DATA SHOWN:
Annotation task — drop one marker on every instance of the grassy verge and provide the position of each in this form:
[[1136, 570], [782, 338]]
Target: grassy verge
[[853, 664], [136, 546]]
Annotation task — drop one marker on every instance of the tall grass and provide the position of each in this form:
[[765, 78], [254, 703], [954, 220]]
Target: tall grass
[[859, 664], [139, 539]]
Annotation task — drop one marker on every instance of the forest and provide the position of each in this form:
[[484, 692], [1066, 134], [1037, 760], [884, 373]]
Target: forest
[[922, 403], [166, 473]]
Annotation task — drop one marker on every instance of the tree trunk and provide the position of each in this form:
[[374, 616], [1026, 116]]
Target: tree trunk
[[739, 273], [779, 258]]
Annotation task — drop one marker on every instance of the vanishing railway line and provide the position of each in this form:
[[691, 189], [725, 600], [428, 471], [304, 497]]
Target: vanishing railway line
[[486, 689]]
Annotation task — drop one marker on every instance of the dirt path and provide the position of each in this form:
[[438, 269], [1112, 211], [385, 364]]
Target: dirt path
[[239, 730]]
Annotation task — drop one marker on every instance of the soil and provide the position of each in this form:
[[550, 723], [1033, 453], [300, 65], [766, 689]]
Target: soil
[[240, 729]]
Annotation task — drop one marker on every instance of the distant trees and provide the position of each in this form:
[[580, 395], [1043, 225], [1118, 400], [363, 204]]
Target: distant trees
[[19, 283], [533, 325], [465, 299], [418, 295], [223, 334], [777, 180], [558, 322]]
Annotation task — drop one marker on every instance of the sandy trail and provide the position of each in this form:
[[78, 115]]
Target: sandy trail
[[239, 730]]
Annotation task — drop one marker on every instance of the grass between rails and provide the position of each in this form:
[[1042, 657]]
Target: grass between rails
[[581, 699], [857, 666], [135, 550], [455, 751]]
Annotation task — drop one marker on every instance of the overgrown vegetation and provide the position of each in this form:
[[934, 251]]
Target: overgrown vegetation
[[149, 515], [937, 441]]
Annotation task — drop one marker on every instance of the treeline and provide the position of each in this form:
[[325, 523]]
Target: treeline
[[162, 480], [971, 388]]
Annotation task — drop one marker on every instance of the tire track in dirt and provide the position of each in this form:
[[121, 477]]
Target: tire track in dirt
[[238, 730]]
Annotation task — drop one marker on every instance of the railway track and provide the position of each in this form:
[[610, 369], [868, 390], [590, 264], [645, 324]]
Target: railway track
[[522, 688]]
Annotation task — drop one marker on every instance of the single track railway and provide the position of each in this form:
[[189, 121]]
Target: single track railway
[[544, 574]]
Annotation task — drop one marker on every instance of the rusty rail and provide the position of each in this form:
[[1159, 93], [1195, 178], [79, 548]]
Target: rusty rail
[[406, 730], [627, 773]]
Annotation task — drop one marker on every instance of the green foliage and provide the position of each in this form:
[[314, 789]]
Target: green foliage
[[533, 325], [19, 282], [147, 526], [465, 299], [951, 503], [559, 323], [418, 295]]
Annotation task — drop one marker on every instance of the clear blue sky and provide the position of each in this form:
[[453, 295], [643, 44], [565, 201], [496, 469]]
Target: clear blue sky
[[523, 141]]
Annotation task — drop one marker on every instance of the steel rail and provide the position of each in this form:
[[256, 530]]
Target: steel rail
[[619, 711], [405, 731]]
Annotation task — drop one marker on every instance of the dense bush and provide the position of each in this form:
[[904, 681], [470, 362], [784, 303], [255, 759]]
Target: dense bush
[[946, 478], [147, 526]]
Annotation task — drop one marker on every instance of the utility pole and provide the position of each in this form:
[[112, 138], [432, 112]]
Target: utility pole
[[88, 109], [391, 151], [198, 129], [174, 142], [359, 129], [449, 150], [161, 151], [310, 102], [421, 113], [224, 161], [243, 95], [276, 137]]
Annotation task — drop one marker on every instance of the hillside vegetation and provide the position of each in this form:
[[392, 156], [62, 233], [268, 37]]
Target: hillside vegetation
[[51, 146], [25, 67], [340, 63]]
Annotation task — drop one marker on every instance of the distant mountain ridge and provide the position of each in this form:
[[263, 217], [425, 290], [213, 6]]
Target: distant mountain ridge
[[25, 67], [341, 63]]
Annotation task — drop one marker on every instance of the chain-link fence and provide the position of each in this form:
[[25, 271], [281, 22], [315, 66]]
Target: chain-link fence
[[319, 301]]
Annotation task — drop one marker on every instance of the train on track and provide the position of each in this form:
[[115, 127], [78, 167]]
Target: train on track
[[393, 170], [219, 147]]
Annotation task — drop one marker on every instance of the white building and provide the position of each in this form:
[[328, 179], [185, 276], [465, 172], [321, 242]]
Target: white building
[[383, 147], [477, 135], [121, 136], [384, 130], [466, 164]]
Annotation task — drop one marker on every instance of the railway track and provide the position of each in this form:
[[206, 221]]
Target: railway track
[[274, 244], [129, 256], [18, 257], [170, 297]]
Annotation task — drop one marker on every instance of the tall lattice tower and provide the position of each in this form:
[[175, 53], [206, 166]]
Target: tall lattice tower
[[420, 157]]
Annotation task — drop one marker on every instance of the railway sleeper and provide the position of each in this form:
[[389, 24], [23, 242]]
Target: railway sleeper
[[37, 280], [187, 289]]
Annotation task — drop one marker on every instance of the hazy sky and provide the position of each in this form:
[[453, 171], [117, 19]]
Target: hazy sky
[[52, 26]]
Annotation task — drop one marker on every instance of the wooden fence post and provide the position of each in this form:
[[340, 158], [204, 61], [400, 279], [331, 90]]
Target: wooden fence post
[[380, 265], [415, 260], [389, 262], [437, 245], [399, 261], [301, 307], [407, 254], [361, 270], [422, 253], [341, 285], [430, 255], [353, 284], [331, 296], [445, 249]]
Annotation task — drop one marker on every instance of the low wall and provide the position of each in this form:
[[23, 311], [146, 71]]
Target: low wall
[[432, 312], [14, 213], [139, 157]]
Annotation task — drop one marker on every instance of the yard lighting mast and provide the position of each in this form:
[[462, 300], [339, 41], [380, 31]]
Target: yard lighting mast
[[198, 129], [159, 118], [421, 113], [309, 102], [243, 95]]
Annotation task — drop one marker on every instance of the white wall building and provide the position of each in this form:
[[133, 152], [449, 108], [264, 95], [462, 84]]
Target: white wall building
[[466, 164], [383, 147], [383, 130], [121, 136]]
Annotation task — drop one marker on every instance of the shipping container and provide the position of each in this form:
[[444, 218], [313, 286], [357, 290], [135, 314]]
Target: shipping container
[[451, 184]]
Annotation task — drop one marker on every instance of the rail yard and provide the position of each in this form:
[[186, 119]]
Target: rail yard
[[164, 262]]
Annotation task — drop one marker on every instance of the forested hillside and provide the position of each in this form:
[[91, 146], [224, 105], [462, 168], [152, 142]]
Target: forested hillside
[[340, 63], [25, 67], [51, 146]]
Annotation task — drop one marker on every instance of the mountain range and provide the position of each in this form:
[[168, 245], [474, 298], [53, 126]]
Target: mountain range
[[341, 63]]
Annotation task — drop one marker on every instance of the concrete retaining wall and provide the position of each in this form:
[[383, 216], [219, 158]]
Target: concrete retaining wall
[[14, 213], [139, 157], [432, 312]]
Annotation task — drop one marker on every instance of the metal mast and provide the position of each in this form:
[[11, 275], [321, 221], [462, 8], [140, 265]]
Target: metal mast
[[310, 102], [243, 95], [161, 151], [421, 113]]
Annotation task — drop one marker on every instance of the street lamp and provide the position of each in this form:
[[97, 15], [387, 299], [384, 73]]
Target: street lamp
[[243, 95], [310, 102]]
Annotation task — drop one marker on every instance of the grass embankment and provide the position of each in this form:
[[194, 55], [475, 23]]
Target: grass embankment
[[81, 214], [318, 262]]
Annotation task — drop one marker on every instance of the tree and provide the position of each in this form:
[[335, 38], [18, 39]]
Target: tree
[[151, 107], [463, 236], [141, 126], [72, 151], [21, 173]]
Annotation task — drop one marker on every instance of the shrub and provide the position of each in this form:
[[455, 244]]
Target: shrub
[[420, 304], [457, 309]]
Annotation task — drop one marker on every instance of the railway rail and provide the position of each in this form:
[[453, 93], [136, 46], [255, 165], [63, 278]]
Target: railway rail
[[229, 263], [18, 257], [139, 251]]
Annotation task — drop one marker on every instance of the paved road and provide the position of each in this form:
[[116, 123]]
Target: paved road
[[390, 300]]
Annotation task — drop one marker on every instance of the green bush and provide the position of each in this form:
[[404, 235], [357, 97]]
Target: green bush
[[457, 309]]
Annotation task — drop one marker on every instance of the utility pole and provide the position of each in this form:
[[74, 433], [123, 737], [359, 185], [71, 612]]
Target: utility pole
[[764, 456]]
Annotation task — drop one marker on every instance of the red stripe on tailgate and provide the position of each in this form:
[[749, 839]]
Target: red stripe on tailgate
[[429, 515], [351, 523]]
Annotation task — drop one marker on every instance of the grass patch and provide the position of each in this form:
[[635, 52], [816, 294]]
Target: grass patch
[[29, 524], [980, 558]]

YOUR OBJECTIVE:
The lines above, starting at the one with "[[133, 152], [449, 108], [264, 95], [462, 84]]" and ending at the one with "of the street", are the only ones to return, exactly as written.

EXPECTED OUTPUT:
[[133, 152], [449, 108], [264, 95], [462, 84]]
Target: white wall building
[[466, 164], [383, 147], [383, 130], [121, 136]]
Annotation task — drop one marker on every instance of the shipping container and provide the position of each in this form:
[[444, 218], [313, 286], [357, 290], [135, 314]]
Target: shipping container
[[451, 184]]
Annotation task — drop one marker on every instance of the rail yard and provide the position of each in this form:
[[186, 119]]
Target: rail yard
[[164, 262]]
Annotation task — drop one marker on every instance of the forested hillside and provide the position of each in this form:
[[91, 146], [224, 105], [462, 168], [152, 142]]
Target: forested hillside
[[340, 63], [25, 67], [51, 146]]
Annotation task — drop one marker on every instance of the mountain range and provide the position of each in this form:
[[168, 245], [474, 298], [53, 126]]
Target: mountain range
[[341, 63]]
Annotation task — drop one marker on every instance of the concrete retaining wall and provide the position of each in this form:
[[383, 216], [219, 158]]
Target: concrete retaining wall
[[14, 213], [139, 157], [432, 312]]
Annotation task — drop one marker on every instance of the metal mast and provide the position of each in this form:
[[11, 275], [321, 221], [462, 8], [140, 265]]
Target: metal mast
[[310, 102], [243, 95], [161, 151], [421, 113]]
Annotation task — drop one marker on every instance of the street lamp and provide the position of each in this form:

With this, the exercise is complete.